Work instruction:
The lines you return must be all those in the data that hold the string "below".
[[ Records supplied open ]]
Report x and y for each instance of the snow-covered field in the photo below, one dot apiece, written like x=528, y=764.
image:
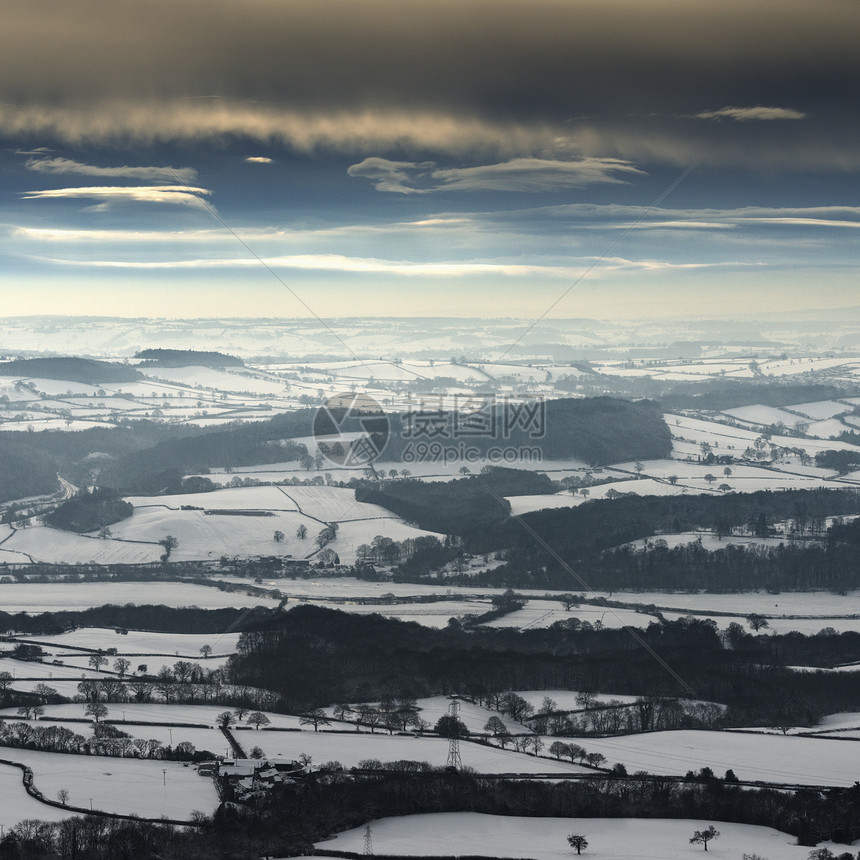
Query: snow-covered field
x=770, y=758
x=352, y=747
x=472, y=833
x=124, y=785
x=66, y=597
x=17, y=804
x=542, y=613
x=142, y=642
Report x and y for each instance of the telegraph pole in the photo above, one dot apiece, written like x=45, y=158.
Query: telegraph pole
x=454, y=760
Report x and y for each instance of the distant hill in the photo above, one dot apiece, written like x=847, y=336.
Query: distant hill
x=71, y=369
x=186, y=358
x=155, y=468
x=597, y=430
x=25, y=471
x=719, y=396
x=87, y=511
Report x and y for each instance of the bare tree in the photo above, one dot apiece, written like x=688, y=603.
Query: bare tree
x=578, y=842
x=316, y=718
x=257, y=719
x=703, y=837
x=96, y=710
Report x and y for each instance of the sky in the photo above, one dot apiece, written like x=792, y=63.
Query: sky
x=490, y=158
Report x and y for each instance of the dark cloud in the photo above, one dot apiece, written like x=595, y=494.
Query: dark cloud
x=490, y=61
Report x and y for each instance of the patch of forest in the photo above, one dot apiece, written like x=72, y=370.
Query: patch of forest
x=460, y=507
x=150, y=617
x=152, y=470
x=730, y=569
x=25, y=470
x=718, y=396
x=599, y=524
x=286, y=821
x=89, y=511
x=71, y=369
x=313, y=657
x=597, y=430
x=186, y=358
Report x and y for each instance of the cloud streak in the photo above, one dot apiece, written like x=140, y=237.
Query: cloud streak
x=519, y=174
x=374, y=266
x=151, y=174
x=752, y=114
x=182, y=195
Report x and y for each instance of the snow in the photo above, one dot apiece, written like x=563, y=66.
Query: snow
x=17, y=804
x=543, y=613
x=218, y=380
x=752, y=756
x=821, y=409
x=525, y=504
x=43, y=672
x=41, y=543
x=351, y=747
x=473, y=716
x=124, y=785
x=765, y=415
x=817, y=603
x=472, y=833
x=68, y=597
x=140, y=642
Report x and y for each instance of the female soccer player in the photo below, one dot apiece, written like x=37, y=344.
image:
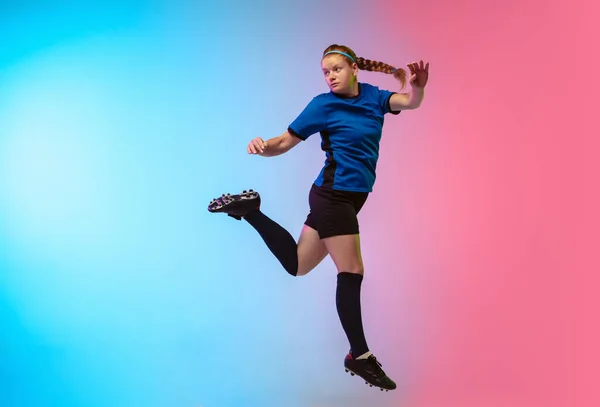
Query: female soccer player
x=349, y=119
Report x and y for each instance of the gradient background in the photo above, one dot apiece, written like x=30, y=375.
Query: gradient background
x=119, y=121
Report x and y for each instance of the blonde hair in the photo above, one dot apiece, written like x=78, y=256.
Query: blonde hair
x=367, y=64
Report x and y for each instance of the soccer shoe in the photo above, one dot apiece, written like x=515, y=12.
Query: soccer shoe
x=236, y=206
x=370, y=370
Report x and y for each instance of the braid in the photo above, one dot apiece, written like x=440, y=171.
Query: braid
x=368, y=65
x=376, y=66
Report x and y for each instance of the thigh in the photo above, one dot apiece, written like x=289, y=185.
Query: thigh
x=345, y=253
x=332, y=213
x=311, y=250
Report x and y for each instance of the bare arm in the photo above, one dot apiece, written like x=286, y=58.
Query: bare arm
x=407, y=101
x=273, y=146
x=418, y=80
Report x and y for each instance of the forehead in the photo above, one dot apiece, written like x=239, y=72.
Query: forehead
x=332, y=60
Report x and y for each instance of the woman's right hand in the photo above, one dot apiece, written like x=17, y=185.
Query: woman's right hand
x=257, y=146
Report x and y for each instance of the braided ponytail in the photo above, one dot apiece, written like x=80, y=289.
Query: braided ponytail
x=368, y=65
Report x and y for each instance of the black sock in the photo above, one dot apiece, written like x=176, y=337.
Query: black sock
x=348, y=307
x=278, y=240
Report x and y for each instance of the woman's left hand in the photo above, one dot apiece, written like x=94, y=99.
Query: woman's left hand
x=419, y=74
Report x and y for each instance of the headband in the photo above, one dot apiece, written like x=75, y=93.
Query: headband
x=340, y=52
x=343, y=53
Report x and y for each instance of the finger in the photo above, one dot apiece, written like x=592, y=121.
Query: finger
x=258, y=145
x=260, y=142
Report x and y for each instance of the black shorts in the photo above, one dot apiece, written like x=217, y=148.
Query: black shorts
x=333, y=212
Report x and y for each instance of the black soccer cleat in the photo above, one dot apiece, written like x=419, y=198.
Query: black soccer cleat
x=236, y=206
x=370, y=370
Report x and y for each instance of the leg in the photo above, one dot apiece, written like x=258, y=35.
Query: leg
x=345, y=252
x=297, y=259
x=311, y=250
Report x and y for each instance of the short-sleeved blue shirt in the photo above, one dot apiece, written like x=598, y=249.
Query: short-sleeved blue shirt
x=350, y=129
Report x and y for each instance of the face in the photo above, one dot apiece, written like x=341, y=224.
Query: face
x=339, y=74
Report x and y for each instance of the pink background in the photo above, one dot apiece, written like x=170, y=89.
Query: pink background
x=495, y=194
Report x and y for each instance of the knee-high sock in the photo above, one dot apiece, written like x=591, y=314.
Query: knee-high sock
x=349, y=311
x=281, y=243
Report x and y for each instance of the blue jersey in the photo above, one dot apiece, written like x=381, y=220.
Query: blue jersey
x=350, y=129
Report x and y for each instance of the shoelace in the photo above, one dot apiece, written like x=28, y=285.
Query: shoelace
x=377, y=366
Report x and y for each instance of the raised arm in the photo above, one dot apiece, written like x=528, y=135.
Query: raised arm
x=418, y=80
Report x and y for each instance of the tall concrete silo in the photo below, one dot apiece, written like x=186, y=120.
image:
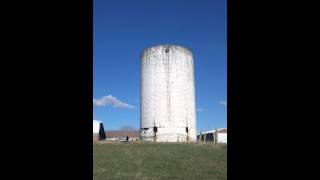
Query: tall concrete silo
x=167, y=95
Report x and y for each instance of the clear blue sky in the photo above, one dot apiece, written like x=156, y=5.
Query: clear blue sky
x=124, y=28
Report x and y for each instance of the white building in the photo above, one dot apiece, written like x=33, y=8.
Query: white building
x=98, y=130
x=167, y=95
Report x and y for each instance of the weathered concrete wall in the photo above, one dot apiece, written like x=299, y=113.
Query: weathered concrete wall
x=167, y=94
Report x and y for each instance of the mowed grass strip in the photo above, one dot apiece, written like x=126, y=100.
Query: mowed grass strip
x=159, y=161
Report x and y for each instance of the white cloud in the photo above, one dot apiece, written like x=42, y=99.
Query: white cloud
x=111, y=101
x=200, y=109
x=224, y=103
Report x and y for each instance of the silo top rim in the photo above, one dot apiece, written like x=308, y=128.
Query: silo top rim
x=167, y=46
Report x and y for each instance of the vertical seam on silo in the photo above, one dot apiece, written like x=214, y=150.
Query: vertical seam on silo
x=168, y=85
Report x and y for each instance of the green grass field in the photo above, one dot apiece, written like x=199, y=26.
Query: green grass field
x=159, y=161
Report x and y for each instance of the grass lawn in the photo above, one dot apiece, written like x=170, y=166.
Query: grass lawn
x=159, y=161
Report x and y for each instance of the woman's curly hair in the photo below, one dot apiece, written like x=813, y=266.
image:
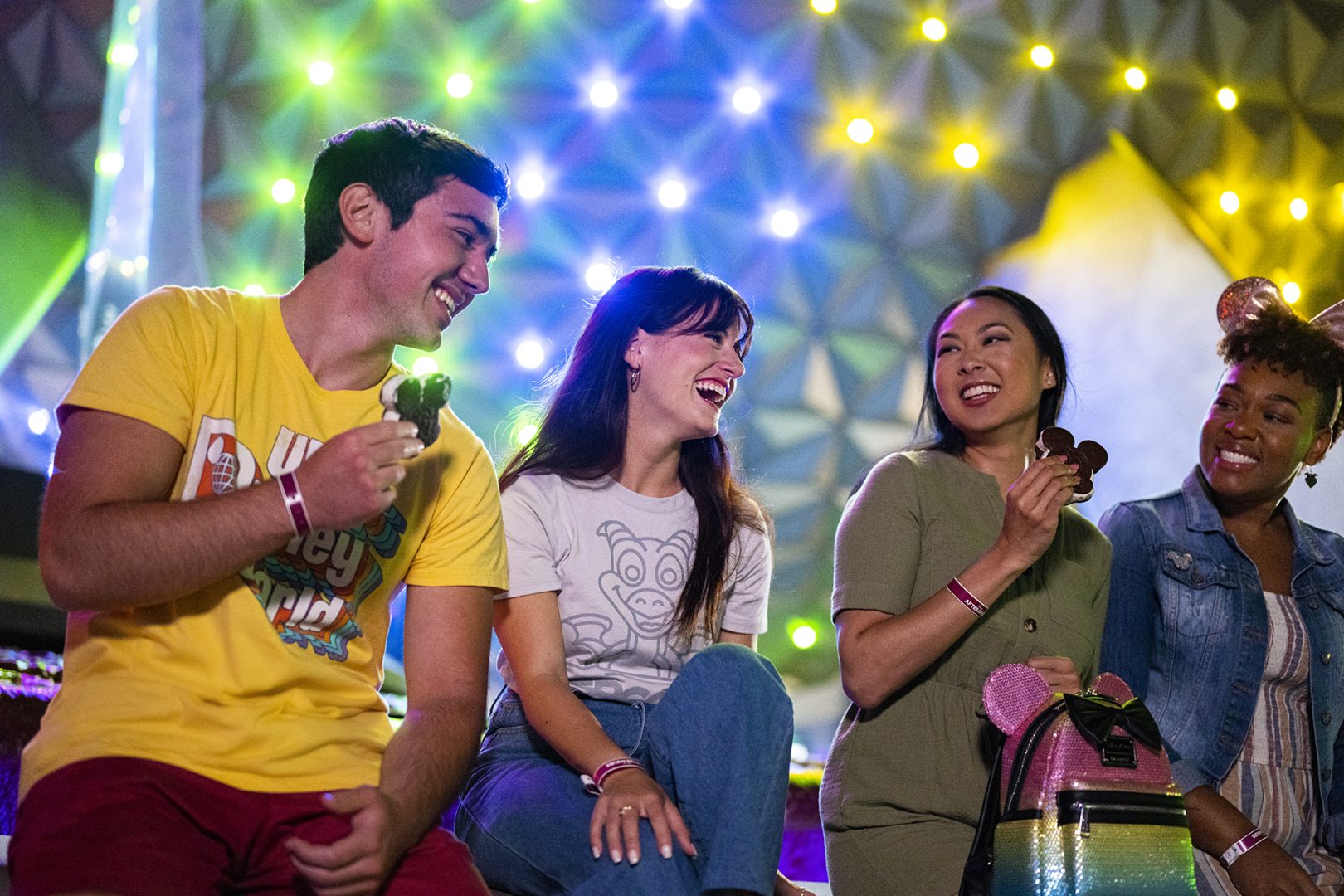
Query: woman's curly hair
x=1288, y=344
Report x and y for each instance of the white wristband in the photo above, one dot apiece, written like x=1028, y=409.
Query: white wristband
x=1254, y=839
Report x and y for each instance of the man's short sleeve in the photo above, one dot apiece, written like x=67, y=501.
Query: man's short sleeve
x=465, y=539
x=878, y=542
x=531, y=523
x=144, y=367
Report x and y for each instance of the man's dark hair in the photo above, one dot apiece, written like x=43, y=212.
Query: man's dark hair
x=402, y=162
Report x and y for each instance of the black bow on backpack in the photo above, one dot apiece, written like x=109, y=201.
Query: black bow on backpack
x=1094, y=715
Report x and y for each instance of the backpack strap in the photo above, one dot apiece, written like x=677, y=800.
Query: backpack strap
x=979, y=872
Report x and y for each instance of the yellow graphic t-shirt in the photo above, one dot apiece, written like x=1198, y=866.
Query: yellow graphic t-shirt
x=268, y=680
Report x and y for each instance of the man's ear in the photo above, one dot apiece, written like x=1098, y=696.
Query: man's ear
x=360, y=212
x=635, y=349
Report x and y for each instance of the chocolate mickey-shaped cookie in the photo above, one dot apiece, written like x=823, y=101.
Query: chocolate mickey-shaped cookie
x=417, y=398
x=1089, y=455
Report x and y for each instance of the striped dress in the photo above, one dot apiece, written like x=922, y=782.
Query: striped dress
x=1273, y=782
[[ Records supplied closed ]]
Output for this task:
Report x and y for each instance of the snow-covered field in the photo below, one dot apiece, written like x=528, y=764.
Report x and y for each instance of the female soccer player in the photo below, one dot apiece, written like x=37, y=344.
Report x and y for each instance of the tall concrete silo in the photo below, one dot apiece, written like x=186, y=120.
Report x and y for each instance of the woman's curly hair in the photo below, one dot apiece, written like x=813, y=266.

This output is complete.